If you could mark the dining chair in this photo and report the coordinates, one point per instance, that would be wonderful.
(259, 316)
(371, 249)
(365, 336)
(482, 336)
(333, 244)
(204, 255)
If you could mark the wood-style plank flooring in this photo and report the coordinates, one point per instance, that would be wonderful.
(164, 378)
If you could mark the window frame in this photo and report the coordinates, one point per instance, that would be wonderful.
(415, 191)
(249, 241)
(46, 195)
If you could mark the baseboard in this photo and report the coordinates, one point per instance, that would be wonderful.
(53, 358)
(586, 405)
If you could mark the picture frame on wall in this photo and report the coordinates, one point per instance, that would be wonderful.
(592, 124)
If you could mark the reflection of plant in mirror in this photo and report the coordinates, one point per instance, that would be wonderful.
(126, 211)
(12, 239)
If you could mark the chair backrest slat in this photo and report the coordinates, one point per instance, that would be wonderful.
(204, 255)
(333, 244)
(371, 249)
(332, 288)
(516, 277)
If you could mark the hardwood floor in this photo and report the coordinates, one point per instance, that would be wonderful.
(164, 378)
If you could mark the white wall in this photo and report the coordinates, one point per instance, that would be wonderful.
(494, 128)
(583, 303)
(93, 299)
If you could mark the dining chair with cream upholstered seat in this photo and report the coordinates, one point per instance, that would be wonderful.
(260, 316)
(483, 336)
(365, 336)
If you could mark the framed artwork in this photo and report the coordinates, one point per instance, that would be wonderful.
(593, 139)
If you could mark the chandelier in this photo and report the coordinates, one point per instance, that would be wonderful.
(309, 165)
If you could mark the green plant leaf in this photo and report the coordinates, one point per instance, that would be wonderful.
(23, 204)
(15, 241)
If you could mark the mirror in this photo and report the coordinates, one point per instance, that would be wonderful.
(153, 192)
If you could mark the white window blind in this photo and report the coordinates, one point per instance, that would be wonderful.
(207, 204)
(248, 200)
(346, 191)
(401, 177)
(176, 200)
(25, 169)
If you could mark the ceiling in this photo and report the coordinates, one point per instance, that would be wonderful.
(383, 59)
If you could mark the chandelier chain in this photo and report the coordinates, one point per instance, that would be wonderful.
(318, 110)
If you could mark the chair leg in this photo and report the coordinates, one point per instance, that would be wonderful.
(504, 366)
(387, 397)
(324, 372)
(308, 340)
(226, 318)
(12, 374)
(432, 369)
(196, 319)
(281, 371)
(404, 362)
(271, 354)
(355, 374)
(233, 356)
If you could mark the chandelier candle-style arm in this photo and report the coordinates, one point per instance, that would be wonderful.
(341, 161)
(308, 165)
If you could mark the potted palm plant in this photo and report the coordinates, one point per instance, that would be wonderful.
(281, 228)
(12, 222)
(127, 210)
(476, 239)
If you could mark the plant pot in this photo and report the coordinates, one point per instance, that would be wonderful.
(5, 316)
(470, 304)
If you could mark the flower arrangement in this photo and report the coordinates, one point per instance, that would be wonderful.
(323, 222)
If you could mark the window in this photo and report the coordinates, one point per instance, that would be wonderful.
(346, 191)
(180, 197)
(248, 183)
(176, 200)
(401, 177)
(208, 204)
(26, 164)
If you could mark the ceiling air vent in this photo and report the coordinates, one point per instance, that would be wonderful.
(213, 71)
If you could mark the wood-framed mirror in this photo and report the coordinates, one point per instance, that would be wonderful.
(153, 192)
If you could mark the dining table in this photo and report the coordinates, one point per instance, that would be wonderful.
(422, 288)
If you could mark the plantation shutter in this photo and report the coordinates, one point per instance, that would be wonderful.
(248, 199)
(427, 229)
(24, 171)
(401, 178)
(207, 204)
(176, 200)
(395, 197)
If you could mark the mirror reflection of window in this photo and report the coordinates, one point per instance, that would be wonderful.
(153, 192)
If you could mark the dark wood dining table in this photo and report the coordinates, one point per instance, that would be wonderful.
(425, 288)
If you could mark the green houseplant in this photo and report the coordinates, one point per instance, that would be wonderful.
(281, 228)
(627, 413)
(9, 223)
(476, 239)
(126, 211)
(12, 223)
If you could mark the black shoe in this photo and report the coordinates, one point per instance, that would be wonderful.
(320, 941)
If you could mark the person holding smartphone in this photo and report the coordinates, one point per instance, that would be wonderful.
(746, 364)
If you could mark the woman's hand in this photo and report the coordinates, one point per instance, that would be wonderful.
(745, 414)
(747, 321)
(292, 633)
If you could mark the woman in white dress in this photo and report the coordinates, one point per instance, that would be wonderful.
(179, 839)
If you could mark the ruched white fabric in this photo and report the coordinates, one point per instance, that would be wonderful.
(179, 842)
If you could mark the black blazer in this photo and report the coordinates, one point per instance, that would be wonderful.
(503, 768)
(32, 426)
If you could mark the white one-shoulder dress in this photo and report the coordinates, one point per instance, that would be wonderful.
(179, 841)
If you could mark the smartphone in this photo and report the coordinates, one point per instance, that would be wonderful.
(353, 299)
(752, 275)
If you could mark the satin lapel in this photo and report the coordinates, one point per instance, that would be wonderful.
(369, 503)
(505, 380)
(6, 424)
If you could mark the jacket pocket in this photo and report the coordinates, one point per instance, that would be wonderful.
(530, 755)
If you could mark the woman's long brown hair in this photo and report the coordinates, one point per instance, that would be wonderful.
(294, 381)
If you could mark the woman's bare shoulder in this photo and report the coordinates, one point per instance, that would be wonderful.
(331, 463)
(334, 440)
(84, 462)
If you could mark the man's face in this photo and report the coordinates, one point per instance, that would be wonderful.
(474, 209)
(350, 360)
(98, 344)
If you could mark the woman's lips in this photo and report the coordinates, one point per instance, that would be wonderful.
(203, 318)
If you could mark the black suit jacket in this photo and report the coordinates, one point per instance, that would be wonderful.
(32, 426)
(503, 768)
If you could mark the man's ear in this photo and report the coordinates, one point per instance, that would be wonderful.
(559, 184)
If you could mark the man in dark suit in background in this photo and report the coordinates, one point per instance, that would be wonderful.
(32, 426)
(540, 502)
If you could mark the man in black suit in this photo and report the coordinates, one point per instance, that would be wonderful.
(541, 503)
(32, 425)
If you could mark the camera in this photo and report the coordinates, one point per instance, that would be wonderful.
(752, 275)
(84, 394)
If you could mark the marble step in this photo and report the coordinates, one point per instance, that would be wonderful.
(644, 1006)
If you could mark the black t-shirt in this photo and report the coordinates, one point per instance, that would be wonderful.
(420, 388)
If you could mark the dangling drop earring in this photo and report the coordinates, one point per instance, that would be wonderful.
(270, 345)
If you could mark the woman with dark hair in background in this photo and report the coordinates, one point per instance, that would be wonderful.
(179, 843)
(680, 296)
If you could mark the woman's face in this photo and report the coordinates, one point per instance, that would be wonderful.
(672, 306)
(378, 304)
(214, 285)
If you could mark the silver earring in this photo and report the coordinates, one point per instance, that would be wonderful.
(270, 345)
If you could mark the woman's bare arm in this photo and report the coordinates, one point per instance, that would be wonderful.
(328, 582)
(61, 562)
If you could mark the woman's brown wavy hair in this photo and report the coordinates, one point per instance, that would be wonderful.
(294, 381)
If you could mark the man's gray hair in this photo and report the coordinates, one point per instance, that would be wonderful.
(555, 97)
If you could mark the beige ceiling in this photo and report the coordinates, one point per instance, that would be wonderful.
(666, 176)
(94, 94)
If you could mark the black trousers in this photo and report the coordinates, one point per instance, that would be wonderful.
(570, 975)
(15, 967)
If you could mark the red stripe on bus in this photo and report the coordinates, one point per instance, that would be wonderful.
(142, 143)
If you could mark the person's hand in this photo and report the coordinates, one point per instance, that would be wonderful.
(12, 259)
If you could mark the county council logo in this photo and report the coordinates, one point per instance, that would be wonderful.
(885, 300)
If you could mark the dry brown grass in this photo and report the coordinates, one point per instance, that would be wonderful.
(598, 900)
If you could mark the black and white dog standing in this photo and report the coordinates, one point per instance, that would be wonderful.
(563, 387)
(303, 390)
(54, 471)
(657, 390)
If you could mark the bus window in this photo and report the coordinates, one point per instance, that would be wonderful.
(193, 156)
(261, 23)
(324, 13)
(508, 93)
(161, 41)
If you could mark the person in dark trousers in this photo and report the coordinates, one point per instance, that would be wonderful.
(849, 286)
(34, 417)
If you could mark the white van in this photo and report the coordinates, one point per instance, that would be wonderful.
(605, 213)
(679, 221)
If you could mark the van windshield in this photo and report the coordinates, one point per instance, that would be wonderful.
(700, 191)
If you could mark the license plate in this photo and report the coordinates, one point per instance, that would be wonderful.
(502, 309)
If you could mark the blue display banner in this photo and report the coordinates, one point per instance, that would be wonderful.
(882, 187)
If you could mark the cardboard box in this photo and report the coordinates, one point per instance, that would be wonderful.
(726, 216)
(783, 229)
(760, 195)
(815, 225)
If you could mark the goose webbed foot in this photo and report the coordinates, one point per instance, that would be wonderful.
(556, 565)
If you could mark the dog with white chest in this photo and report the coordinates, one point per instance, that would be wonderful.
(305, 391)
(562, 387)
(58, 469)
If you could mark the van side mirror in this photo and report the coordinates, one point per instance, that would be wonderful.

_ _ _ _ _

▸ Written instruction:
Give the rows from the line containing "If you could mark the dog" through the last row, both included, as a numbered list with blank lines omitted.

▸ Answer to this task:
1. If you could mark the dog with white chest in this photo and report the coordinates, one point per instance, that would be wonderful.
2. (305, 391)
3. (562, 387)
4. (58, 469)
5. If you could mark the van side mirror in this photo and report the coordinates, one point per instance, that would be wonderful.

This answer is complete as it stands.